▸ **Problem details**
Write the next part of the fused softmax tutorial below, starting right after its last line of code.

▸ **Passage given**
-.-.-
Fused Softmax

In this tutorial, you will write a fused softmax operation that is significantly faster than PyTorch’s native op for a particular class of matrices: those whose rows can fit in the GPU’s SRAM.

In doing so, you will learn about:

  • The benefits of kernel fusion for bandwidth-bound operations.

  • Reduction operators in Triton.

Motivations

Custom GPU kernels for elementwise additions are educationally valuable but won’t get you very far in practice. Let us consider instead the case of a simple (numerically stabilized) softmax operation:

import torch

import triton
import triton.language as tl
from triton.runtime import driver

DEVICE = triton.runtime.driver.active.get_active_torch_device()


def is_hip():
    return triton.runtime.driver.active.get_current_target().backend == "hip"


def is_cdna():
    return is_hip() and triton.runtime.driver.active.get_current_target().arch in ('gfx940', 'gfx941', 'gfx942',
                                                                                   'gfx90a', 'gfx908')


def naive_softmax(x):
    """Compute row-wise softmax of X using native pytorch

    We subtract the maximum element in order to avoid overflows. Softmax is invariant to
    this shift.
    """
    # read  MN elements ; write M  elements
    x_max = x.max(dim=1)[0]
    # read MN + M elements ; write MN elements
    z = x - x_max[:, None]
    # read  MN elements ; write MN elements
    numerator = torch.exp(z)
    # read  MN elements ; write M  elements
    denominator = numerator.sum(dim=1)
    # read MN + M elements ; write MN elements
    ret = numerator / denominator[:, None]
    # in total: read 5MN + 2M elements ; wrote 3MN + 2M elements
    return ret

When implemented naively in PyTorch, computing y = naive_softmax(x) for \(x \in R^{M \times N}\) requires reading \(5MN + 2M\) elements from DRAM and writing back \(3MN + 2M\) elements. This is obviously wasteful; we’d prefer to have a custom “fused” kernel that only reads X once and does all the necessary computations on-chip. Doing so would require reading and writing back only \(MN\) bytes, so we could expect a theoretical speed-up of ~4x (i.e., \((8MN + 4M) / 2MN\)). The torch.jit.script flags aims to perform this kind of “kernel fusion” automatically but, as we will see later, it is still far from ideal.

Compute Kernel

Our softmax kernel works as follows: each program loads a set of rows of the input matrix X strided by number of programs, normalizes it and writes back the result to the output Y.

Note that one important limitation of Triton is that each block must have a power-of-two number of elements, so we need to internally “pad” each row and guard the memory operations properly if we want to handle any possible input shapes:

@triton.jit
def softmax_kernel(output_ptr, input_ptr, input_row_stride, output_row_stride, n_rows, n_cols, BLOCK_SIZE: tl.constexpr,
                   num_stages: tl.constexpr):
    # starting row of the program
    row_start = tl.program_id(0)
-.-.-
▸ **Recorded information**
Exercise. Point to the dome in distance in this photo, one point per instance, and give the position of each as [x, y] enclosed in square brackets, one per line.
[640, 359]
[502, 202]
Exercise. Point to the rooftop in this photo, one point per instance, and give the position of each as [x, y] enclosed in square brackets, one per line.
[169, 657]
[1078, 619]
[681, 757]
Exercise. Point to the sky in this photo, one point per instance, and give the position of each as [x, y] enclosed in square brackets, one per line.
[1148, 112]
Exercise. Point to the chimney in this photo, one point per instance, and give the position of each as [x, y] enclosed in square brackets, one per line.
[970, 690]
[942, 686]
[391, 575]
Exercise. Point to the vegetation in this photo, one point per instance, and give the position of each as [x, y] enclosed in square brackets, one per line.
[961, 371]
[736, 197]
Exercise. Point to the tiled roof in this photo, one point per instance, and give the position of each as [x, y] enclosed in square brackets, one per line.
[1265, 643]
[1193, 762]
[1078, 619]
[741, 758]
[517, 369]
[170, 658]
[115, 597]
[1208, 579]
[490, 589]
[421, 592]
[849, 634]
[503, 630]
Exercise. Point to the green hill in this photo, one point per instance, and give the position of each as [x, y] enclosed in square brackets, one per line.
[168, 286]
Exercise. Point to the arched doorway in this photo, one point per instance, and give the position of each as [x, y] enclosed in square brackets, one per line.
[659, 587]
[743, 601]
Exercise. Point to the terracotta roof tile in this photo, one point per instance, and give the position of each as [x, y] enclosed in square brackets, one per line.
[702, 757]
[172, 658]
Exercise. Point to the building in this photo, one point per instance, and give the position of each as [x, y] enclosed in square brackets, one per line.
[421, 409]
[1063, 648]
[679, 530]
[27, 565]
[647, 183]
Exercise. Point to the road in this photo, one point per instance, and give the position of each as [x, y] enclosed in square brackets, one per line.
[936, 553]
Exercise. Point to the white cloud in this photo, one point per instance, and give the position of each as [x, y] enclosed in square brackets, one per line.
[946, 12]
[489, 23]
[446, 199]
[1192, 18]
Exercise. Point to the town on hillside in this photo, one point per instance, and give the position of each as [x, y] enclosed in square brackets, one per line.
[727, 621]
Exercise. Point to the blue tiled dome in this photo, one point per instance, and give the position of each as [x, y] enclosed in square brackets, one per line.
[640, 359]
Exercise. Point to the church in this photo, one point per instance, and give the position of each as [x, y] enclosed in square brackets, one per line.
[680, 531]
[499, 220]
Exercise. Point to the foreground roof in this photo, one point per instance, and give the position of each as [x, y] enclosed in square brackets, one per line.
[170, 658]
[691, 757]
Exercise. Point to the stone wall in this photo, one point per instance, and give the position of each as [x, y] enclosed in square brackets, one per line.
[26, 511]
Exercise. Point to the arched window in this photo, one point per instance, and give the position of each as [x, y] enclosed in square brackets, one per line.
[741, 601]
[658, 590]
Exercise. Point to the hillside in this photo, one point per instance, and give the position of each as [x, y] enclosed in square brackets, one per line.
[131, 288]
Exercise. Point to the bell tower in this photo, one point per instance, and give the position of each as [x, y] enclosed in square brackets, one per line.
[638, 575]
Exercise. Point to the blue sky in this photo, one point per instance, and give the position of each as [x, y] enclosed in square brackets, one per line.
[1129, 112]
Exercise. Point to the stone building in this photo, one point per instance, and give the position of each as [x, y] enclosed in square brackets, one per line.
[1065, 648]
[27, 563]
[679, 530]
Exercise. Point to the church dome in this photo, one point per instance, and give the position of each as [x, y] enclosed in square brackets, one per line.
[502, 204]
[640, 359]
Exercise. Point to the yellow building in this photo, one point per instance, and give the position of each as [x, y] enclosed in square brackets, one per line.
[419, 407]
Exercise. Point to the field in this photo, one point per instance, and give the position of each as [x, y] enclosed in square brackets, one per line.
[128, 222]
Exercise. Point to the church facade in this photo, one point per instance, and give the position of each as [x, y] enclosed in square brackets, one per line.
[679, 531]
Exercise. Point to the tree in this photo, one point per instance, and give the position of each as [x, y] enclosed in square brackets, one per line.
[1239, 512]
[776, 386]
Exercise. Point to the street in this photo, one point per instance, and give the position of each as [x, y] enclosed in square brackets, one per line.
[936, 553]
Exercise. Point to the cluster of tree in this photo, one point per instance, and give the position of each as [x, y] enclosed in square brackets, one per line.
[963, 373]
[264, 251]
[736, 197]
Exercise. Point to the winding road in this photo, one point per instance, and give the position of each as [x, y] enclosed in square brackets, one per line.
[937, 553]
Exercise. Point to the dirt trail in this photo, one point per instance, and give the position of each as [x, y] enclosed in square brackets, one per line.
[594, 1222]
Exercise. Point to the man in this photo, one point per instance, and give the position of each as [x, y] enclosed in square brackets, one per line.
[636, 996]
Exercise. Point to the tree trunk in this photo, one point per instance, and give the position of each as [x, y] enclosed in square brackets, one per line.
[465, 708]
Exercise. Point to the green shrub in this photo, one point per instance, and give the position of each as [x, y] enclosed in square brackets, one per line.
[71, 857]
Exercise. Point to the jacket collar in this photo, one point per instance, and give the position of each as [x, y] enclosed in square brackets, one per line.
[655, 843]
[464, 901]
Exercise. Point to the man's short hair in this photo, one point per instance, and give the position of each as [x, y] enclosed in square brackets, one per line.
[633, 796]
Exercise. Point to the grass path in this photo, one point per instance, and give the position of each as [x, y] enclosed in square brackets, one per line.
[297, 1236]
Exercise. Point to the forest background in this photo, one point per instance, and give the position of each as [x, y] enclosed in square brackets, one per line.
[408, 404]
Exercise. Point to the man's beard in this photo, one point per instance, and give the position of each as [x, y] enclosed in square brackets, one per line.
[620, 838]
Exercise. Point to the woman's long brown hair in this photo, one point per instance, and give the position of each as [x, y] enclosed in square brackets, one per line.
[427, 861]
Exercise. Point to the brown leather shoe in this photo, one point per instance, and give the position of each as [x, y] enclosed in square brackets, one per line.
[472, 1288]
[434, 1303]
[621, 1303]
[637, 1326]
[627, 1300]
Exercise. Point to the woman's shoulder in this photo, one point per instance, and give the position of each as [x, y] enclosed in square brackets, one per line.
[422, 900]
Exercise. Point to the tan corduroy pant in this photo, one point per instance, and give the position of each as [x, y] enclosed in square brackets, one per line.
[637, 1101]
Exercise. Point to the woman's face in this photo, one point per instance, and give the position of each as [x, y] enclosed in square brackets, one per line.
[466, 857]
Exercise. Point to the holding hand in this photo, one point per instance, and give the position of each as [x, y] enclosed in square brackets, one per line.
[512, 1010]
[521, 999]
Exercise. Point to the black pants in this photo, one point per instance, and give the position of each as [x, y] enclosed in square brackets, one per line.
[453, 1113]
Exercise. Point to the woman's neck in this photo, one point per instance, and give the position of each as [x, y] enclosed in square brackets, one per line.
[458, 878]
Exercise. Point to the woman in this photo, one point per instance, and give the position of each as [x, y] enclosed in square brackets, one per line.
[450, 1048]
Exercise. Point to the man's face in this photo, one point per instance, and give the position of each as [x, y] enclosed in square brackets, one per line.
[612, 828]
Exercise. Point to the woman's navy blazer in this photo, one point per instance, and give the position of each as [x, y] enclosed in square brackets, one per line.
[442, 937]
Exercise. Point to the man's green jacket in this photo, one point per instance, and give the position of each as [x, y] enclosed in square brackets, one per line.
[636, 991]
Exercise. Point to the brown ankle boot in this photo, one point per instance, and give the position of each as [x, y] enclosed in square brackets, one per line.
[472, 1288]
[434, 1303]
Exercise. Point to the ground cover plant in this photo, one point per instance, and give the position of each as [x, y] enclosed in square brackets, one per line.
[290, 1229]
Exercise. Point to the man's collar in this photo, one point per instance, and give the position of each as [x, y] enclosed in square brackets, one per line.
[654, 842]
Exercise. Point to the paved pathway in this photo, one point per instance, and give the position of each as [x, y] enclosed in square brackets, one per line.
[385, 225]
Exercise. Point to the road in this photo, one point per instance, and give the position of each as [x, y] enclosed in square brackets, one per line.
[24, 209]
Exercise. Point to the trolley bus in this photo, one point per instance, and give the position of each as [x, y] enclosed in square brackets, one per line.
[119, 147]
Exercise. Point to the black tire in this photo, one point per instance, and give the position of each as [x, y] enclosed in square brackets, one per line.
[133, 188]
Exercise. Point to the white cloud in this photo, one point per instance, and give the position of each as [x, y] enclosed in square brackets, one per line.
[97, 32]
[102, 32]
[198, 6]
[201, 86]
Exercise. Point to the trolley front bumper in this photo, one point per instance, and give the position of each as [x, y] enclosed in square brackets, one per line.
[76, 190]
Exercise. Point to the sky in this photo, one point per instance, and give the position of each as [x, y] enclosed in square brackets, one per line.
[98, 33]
-.-.-
▸ **The answer**
    row_step = tl.num_programs(0)
    for row_idx in tl.range(row_start, n_rows, row_step, num_stages=num_stages):
        # The stride represents how much we need to increase the pointer to advance 1 row
        row_start_ptr = input_ptr + row_idx * input_row_stride
        # The block size is the next power of two greater than n_cols, so we can fit each
        # row in a single block
        col_offsets = tl.arange(0, BLOCK_SIZE)
        input_ptrs = row_start_ptr + col_offsets
        # Load the row into SRAM, using a mask since BLOCK_SIZE may be > than n_cols
        mask = col_offsets < n_cols
        row = tl.load(input_ptrs, mask=mask, other=-float('inf'))
        # Subtract maximum for numerical stability
        row_minus_max = row - tl.max(row, axis=0)
        # Note that exponentiation in Triton is fast but approximate (i.e., think __expf in CUDA)
        numerator = tl.exp(row_minus_max)
        denominator = tl.sum(numerator, axis=0)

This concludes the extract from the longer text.